§ EXERCISE DETAILS:
Reproduce the listing below verbatim, line by line, from its first entry to its last.

§ RECORD EXCERPTS:
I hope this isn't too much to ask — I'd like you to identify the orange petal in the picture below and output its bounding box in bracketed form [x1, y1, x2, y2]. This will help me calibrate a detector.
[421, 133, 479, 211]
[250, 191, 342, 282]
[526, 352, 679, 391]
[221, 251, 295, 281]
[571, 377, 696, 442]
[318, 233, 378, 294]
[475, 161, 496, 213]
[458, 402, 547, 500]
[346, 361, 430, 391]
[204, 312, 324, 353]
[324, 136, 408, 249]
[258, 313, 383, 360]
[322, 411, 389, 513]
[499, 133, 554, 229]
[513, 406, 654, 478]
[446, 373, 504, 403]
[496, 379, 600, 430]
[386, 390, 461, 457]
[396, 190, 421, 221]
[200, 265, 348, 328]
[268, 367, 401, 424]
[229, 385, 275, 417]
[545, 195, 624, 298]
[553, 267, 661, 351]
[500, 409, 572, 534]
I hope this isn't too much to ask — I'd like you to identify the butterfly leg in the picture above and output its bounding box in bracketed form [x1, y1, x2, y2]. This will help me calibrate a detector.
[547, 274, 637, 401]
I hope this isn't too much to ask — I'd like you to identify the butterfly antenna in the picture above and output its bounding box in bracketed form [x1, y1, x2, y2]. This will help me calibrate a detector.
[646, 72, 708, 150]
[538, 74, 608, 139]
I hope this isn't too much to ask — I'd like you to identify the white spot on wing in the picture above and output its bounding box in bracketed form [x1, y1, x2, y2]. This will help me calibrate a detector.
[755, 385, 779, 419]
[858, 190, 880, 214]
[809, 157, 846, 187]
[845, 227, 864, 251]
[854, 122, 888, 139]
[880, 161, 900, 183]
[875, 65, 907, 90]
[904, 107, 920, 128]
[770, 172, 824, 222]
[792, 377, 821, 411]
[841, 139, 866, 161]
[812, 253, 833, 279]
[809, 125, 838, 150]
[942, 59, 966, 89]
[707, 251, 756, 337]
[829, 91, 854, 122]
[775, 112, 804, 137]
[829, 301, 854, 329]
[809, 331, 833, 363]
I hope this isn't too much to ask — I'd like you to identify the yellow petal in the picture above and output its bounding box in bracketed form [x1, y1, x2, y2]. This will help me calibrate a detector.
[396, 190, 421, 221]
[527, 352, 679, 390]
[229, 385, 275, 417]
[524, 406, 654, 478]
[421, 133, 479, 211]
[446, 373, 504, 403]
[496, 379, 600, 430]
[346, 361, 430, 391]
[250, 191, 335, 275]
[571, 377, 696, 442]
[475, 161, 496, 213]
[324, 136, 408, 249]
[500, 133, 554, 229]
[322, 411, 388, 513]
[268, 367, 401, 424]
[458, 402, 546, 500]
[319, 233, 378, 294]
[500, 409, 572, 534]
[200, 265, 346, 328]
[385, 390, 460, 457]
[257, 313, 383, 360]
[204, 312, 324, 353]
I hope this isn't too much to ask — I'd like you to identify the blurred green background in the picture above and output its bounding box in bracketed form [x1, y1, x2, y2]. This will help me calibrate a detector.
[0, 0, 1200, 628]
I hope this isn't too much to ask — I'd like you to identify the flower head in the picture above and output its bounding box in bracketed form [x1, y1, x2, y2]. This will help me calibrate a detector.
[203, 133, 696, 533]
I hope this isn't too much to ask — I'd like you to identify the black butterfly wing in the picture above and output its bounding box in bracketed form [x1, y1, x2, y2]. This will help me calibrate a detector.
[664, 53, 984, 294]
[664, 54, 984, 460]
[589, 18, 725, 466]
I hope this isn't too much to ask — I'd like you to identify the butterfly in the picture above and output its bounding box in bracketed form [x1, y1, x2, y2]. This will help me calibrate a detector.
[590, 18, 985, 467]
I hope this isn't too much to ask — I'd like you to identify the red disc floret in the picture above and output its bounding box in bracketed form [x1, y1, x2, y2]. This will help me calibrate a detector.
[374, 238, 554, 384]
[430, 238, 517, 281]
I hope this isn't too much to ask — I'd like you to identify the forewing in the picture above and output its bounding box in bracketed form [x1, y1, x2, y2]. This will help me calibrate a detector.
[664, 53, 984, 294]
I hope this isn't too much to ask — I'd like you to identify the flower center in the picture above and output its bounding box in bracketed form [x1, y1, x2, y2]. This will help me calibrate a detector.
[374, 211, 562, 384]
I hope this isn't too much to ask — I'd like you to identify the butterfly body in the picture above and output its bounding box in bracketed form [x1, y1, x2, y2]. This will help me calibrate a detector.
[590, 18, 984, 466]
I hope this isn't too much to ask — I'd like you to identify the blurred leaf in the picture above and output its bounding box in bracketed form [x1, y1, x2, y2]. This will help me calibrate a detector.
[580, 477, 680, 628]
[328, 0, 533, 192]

§ REPLY:
I hope this isn't too much to ask — I'd like you to identify the orange petal in the picture below and output its bounding box in bracketed form [x1, y1, x2, y2]. This will help me calibrate a detector.
[421, 133, 479, 211]
[250, 191, 342, 282]
[526, 352, 679, 391]
[221, 251, 295, 281]
[571, 377, 696, 442]
[318, 233, 378, 294]
[475, 161, 496, 213]
[458, 402, 547, 500]
[346, 361, 430, 391]
[204, 312, 324, 353]
[324, 136, 408, 249]
[258, 313, 383, 360]
[322, 411, 389, 513]
[499, 133, 554, 229]
[513, 406, 654, 478]
[446, 373, 504, 403]
[496, 379, 600, 430]
[386, 390, 461, 457]
[396, 190, 421, 221]
[200, 265, 348, 328]
[268, 367, 401, 424]
[229, 385, 275, 417]
[545, 195, 624, 298]
[553, 267, 661, 351]
[500, 409, 572, 534]
I hope this isn't too much to ask — I'd like you to identify the butterfly leg in the picture above and output its bounding box in bracketed form [x1, y1, x2, y2]. This will help me calibrate a detector.
[547, 274, 637, 401]
I hope this isn't too much to ask — I'd like you to identify the butterfly antenna in the picture above and output its bounding box in bracketed form [x1, y1, x2, y2]. This will help me calibrate a detector.
[646, 72, 708, 150]
[538, 74, 608, 139]
I hope this isn't too much to ask — I'd like you to identify the white spot on wing in the picture above and output its bounding box in bracketed form [x1, y1, x2, y2]. This will help me calibrate a detector.
[755, 385, 779, 419]
[858, 190, 880, 214]
[809, 157, 846, 187]
[845, 227, 864, 251]
[854, 122, 888, 139]
[880, 161, 900, 183]
[875, 65, 907, 90]
[904, 107, 920, 128]
[770, 172, 824, 222]
[792, 377, 821, 411]
[841, 139, 866, 161]
[812, 253, 833, 279]
[809, 125, 838, 150]
[942, 59, 966, 89]
[707, 251, 756, 337]
[829, 91, 854, 122]
[775, 112, 804, 137]
[829, 301, 854, 329]
[809, 331, 833, 363]
I hope this isn't too much to ask — I'd like you to identify the yellow petal in the picture above and output its bounding box in bracketed form [x1, y1, x2, y2]. This will help me calibrate a detector.
[396, 190, 421, 221]
[527, 352, 679, 390]
[229, 385, 275, 417]
[524, 406, 654, 478]
[421, 133, 479, 211]
[446, 373, 504, 403]
[496, 379, 600, 430]
[346, 361, 430, 391]
[250, 191, 335, 275]
[571, 377, 696, 442]
[475, 161, 496, 213]
[324, 136, 408, 249]
[500, 133, 554, 229]
[322, 411, 388, 513]
[268, 367, 401, 424]
[458, 402, 546, 500]
[319, 233, 378, 294]
[500, 409, 572, 534]
[200, 265, 346, 328]
[385, 390, 460, 457]
[257, 313, 383, 360]
[204, 312, 324, 353]
I hope this isn't too much to ask — I'd like you to identify the blurred green background in the picture above and output its bounding box in bracketed form [x1, y1, x2, y2]. This will help me calibrate a detector.
[0, 0, 1200, 628]
I hope this isn't too much to ask — I'd like you to identify the flower head in the picture above and output its bounding box in bracketed form [x1, y1, x2, y2]. This will help me calibrate a detector.
[203, 133, 696, 533]
I hope this isn't too much to ask — I'd like you to identify the black butterfly wing in the picture above and output its bounding box in bracketed form [x1, y1, x2, y2]. This will help me calibrate a detector.
[664, 53, 984, 294]
[664, 54, 984, 460]
[589, 18, 725, 466]
I hope this isn't too much to ask — I'd like you to identify the butterfly in the picture above and output its bounding box in bracketed form [x1, y1, x2, y2]. This will help me calibrate a detector.
[590, 18, 985, 467]
I hope this isn't too much to ask — I'd like you to identify the red disc floret in the picture above and output its bounding box in bracketed form [x1, y1, x2, y2]. This will help me calibrate a detector.
[374, 238, 554, 384]
[430, 238, 517, 281]
I hope this isn't too much to ask — I'd like you to identify the forewing in the picture above and output its bounding box in bracketed form [x1, y1, x2, y2]. This will help me calibrate a detector.
[664, 53, 984, 294]
I hope this isn't too much to ask — I'd like you to identify the flower center in the picture above and output its bounding box in bracketed form [x1, y1, x2, y2]. This will help me calibrate a detector.
[374, 211, 562, 384]
I hope this isn't too much to ask — I'd like you to identify the butterfly body in the picture above and output its bounding box in bracketed form [x1, y1, x2, y2]. This will help me calibrate a detector.
[590, 18, 984, 466]
I hope this isn't too much to ask — I'd like you to identify the blurred leaf in the picture above and output its bounding box in bracketed form [x1, y1, x2, y2]. This will help me calibrate a detector.
[580, 477, 680, 628]
[328, 0, 533, 192]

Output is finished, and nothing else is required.